_ページ_
企業事例①アシックス ココロとカラダの健康を守る人事‐保健スタッフの強力タッグ
スポーツシューズ、スポーツウェアなどのブランドで世界的に知られるアシックス。「健全な身体に健全な精神があれかし-“Anima Sana In Corpore Sano”」を創業哲学とする同社では、人事総務部と健康推進室が綿密に連携を取りながら、メンタルヘルス対策に積極的に取り組んでいる。全社員への面談から、スポーツ用品メーカーらしいウォークラリーまで、同社のメンタルヘルス対策を紹介する。
全社員と面談して普段の状態と予兆を把握
長引く不況や競争の激化など、ビジネスパーソンを取り巻くストレス要因は増加する一方だ。いつ、どこの職場でメンタル不調を訴える者が出てきても、何ら不思議はないというのが日本企業の現状である。
スポーツ用品の製造・販売を通して世界の健康に貢献するアシックスであっても状況は同様である。「やはり世間の企業と同じように、少しずつメンタル不調を訴える者が増えてきているなと感じていました」と語るのは人事総務部の和田敏彦氏。人事管理チームの参事として人材配置や育成等を扱いつつ、健康推進室長を務める。
和田氏が統括する健康推進室は、2005年に設立された。上記の状況を受け、保健師、看護師を常駐させて、心と体の健康相談を実施。メンタルヘルス、メタボリック、喫煙への対策を三本柱としている。
健康推進室では、2006年から心療内科医と顧問契約を結び、いつでも社員が相談に乗れるようにしてきた。しかし、そうした体制を整えても社員はなかなか相談に来ない。そこで2008年から、「メンタル不調に悩む社員を少しでも早く見つけて、サポートする」(和田氏)ことを目的に、全社員面談を開始した。役員、管理職、正社員、契約社員、派遣社員、パート社員など、社長・会長を除く全従業員が対象となる。

_提供資料_

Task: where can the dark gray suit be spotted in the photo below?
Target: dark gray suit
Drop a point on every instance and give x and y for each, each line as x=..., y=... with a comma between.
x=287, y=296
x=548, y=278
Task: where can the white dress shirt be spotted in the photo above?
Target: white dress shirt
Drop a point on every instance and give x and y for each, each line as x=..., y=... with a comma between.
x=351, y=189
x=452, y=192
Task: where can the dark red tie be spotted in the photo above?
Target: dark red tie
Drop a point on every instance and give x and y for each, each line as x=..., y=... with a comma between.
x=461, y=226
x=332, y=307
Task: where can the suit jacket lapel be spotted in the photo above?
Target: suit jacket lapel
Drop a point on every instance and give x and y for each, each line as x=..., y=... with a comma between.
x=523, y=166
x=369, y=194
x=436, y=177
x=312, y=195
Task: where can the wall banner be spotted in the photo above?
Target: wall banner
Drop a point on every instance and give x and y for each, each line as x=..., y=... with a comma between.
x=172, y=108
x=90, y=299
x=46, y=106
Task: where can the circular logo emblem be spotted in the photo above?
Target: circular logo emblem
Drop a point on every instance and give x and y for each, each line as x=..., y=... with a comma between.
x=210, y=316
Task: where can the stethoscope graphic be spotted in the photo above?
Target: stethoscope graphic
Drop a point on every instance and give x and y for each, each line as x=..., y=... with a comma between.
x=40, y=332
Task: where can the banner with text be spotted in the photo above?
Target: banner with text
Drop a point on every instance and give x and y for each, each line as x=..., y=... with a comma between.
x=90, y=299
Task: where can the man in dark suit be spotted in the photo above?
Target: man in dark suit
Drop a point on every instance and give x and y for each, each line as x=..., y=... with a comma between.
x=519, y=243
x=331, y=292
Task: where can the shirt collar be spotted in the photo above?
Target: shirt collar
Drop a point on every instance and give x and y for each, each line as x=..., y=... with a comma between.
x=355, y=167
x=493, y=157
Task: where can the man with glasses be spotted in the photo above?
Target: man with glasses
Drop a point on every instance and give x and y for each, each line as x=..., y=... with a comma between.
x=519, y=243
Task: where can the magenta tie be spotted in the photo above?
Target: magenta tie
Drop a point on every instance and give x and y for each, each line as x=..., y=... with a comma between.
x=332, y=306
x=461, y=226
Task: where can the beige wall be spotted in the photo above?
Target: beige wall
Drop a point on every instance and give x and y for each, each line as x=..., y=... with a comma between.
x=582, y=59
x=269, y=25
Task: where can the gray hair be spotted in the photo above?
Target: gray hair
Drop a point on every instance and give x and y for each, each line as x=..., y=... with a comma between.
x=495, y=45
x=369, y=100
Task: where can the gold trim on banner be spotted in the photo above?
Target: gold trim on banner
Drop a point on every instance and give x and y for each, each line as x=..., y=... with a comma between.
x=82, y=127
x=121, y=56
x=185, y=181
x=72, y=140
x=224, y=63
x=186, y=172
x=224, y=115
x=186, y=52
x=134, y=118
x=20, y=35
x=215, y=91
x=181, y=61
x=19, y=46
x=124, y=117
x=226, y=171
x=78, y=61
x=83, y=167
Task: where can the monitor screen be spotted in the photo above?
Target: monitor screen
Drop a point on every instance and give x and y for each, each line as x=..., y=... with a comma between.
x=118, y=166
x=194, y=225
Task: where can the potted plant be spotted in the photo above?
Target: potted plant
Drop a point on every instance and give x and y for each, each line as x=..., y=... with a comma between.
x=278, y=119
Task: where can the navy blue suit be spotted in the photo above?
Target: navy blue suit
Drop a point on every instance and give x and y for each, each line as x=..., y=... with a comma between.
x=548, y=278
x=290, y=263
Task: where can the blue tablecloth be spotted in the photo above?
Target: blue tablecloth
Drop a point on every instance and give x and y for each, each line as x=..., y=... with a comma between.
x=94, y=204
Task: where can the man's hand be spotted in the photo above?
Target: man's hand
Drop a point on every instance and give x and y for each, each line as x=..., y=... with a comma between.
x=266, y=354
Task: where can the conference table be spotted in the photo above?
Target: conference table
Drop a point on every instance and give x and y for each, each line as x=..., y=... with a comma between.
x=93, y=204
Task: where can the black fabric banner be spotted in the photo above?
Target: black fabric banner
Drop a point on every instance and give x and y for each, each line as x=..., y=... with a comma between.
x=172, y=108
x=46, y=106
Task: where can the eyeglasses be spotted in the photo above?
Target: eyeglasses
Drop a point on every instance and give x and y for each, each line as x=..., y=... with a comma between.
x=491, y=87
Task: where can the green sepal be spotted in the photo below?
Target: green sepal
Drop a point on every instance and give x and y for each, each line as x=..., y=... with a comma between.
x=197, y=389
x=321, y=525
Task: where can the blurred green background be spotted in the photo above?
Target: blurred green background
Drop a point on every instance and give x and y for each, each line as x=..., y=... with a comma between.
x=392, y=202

_やること一覧_
a - ページの「企業事例①アシックス ココロとカラダの健康を守る人事‐保健スタッフの強力タッグ」から「つつ、健康推進室長を務める。」までの部分を、「アシックス」を「ASICS」に差し替えた形に更新して書き出してください。
b - リストから、「gray」という文字列を含む行をすべて集めてください。

_回答_
a -
企業事例①ASICS ココロとカラダの健康を守る人事‐保健スタッフの強力タッグ
スポーツシューズ、スポーツウェアなどのブランドで世界的に知られるASICS。「健全な身体に健全な精神があれかし-“Anima Sana In Corpore Sano”」を創業哲学とする同社では、人事総務部と健康推進室が綿密に連携を取りながら、メンタルヘルス対策に積極的に取り組んでいる。全社員への面談から、スポーツ用品メーカーらしいウォークラリーまで、同社のメンタルヘルス対策を紹介する。
全社員と面談して普段の状態と予兆を把握
長引く不況や競争の激化など、ビジネスパーソンを取り巻くストレス要因は増加する一方だ。いつ、どこの職場でメンタル不調を訴える者が出てきても、何ら不思議はないというのが日本企業の現状である。
スポーツ用品の製造・販売を通して世界の健康に貢献するASICSであっても状況は同様である。「やはり世間の企業と同じように、少しずつメンタル不調を訴える者が増えてきているなと感じていました」と語るのは人事総務部の和田敏彦氏。人事管理チームの参事として人材配置や育成等を扱いつつ、健康推進室長を務める。

b -
Task: where can the dark gray suit be spotted in the photo below?
Target: dark gray suit
Task: where can the gray hair be spotted in the photo above?
Target: gray hair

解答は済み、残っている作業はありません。